* [The problem]
Count the lines in the listing below that contain the string "lake", treating uppercase and lowercase as different, and give only the number.

* [Records for this exercise]
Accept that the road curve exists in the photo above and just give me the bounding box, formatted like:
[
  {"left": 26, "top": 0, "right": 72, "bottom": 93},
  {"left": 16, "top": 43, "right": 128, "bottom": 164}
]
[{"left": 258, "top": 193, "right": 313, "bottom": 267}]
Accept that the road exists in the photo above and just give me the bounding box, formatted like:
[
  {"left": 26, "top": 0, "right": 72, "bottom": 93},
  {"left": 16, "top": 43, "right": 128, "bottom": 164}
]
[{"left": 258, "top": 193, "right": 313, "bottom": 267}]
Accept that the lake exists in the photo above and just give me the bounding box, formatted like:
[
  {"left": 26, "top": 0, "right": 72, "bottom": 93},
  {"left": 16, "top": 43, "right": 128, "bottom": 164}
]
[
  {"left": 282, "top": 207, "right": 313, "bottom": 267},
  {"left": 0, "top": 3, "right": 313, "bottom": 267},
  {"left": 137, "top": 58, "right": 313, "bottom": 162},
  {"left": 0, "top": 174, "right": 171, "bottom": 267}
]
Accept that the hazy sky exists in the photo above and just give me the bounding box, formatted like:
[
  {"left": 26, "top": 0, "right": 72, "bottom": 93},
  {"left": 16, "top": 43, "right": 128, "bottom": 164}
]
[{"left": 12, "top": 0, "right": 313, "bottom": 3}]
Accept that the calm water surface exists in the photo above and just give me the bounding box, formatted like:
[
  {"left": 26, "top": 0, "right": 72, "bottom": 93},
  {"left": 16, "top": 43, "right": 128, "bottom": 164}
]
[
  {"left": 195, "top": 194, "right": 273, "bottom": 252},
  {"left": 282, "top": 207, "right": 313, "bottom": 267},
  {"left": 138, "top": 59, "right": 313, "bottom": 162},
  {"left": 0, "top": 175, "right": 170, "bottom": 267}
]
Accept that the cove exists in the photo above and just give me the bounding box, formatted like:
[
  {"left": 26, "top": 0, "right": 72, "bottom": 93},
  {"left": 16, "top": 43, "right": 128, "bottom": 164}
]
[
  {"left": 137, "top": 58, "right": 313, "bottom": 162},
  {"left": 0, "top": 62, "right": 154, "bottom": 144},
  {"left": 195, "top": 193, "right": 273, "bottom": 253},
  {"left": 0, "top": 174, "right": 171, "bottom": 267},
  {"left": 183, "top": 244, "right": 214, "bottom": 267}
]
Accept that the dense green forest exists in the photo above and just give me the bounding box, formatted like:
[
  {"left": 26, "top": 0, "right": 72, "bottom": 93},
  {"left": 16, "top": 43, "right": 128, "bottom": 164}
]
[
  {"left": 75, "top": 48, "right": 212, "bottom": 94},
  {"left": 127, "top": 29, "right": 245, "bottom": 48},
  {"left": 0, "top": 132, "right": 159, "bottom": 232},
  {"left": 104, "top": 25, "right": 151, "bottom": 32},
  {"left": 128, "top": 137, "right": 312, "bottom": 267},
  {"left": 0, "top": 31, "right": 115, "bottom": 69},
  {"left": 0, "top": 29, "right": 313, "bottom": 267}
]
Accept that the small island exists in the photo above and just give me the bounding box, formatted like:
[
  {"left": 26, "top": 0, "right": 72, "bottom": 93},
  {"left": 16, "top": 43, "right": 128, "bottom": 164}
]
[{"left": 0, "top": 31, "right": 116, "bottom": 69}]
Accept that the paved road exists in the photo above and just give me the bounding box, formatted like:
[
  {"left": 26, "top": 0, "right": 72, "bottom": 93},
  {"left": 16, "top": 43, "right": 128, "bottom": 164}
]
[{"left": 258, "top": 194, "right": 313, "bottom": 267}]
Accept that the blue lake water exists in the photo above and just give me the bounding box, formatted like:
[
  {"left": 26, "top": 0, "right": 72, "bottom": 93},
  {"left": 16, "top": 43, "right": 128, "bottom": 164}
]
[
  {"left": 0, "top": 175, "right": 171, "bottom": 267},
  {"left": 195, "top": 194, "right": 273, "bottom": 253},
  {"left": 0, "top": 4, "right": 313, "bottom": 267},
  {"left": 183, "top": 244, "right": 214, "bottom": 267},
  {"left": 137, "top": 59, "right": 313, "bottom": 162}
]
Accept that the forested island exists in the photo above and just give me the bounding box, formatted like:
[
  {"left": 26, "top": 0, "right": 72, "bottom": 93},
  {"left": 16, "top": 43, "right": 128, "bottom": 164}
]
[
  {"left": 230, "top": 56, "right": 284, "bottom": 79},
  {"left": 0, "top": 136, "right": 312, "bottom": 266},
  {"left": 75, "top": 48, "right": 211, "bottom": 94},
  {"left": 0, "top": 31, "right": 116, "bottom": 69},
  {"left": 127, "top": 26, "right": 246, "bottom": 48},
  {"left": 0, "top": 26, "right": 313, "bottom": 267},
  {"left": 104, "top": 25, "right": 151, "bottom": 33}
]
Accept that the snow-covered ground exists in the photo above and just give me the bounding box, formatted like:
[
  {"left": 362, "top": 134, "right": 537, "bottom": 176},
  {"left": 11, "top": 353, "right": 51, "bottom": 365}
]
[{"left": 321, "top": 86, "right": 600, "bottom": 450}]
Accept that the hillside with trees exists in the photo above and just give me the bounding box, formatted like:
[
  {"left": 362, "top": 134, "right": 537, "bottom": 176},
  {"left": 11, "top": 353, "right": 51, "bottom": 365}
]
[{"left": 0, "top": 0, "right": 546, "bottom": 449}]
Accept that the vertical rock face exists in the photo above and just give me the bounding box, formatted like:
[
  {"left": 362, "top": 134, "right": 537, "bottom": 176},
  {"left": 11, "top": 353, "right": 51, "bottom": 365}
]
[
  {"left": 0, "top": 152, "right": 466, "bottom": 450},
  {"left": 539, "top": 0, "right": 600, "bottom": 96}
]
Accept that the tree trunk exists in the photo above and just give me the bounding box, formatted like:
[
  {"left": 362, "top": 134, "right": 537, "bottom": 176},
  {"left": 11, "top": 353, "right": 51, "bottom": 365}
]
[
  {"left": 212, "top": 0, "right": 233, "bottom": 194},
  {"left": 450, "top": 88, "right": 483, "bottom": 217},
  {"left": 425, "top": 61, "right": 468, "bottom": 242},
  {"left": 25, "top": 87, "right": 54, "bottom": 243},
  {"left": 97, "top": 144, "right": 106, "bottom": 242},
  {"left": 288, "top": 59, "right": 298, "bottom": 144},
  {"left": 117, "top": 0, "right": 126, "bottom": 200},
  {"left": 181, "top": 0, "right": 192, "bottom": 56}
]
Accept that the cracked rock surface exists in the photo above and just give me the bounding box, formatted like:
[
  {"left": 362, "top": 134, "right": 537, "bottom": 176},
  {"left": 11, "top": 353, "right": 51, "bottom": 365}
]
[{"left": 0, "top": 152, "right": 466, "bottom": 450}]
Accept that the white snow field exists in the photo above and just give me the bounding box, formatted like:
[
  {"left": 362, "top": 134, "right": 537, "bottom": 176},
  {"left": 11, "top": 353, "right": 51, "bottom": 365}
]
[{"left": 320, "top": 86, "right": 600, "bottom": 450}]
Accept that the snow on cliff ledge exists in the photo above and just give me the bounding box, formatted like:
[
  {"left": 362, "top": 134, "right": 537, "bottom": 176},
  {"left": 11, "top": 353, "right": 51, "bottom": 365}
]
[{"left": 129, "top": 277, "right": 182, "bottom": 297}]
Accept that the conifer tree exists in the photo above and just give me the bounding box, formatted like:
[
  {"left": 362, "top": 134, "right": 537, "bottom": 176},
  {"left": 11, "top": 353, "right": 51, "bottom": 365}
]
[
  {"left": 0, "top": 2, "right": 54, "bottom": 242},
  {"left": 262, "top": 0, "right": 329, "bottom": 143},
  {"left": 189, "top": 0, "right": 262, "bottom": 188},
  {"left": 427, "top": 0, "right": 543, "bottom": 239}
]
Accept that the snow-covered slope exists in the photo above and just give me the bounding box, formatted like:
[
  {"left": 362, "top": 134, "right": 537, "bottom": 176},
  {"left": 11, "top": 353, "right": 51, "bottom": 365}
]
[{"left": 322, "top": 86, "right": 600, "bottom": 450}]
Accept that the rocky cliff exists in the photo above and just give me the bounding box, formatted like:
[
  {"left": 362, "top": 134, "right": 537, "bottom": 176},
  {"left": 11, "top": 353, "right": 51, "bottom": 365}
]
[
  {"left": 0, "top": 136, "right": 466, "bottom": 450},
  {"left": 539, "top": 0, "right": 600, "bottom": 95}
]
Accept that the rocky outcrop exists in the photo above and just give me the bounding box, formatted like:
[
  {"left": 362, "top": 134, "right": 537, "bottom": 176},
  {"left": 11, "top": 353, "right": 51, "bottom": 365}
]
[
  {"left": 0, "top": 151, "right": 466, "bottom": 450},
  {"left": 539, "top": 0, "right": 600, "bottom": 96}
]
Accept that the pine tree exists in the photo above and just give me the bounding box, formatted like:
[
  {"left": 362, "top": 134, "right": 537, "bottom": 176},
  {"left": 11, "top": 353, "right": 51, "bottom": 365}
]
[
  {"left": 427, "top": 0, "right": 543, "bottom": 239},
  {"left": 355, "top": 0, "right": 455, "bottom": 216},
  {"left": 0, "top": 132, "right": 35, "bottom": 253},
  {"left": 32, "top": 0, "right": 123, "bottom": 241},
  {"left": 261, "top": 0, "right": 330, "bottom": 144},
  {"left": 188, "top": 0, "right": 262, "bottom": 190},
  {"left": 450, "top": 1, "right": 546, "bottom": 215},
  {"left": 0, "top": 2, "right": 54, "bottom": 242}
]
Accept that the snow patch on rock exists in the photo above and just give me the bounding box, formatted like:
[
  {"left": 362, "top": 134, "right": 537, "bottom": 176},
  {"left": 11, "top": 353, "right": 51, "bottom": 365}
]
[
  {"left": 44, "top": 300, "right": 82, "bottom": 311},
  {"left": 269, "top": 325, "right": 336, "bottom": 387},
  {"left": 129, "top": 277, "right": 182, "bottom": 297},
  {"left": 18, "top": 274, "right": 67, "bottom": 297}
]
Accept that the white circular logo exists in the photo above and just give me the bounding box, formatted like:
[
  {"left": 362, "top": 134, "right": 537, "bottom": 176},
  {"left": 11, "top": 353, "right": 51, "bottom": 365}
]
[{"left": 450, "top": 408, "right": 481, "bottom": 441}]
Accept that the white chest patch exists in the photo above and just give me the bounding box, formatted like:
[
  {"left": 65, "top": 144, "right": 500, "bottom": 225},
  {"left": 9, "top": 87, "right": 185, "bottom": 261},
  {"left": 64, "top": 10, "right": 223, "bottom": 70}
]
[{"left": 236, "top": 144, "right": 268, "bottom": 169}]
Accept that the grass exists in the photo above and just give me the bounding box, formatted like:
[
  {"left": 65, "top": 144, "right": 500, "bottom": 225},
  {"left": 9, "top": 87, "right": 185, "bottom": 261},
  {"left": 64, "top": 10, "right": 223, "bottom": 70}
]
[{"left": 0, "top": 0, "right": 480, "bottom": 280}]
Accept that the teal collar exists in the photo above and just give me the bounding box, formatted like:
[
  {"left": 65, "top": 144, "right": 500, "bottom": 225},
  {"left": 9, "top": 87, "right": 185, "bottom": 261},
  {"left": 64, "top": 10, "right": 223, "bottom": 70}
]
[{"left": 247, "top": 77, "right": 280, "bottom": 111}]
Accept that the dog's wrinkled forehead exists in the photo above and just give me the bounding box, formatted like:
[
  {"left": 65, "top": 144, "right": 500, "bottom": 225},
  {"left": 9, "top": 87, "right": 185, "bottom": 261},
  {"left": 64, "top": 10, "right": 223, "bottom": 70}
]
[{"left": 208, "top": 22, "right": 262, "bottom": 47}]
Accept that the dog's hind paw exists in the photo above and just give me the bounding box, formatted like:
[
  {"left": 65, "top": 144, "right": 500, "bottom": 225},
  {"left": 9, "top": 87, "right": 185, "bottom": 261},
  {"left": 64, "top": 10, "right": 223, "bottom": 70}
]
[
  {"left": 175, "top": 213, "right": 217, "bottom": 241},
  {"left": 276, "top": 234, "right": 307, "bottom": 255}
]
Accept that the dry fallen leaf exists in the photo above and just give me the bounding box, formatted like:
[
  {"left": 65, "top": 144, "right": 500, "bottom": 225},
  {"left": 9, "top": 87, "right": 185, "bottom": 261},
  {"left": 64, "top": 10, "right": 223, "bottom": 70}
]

* [Correct response]
2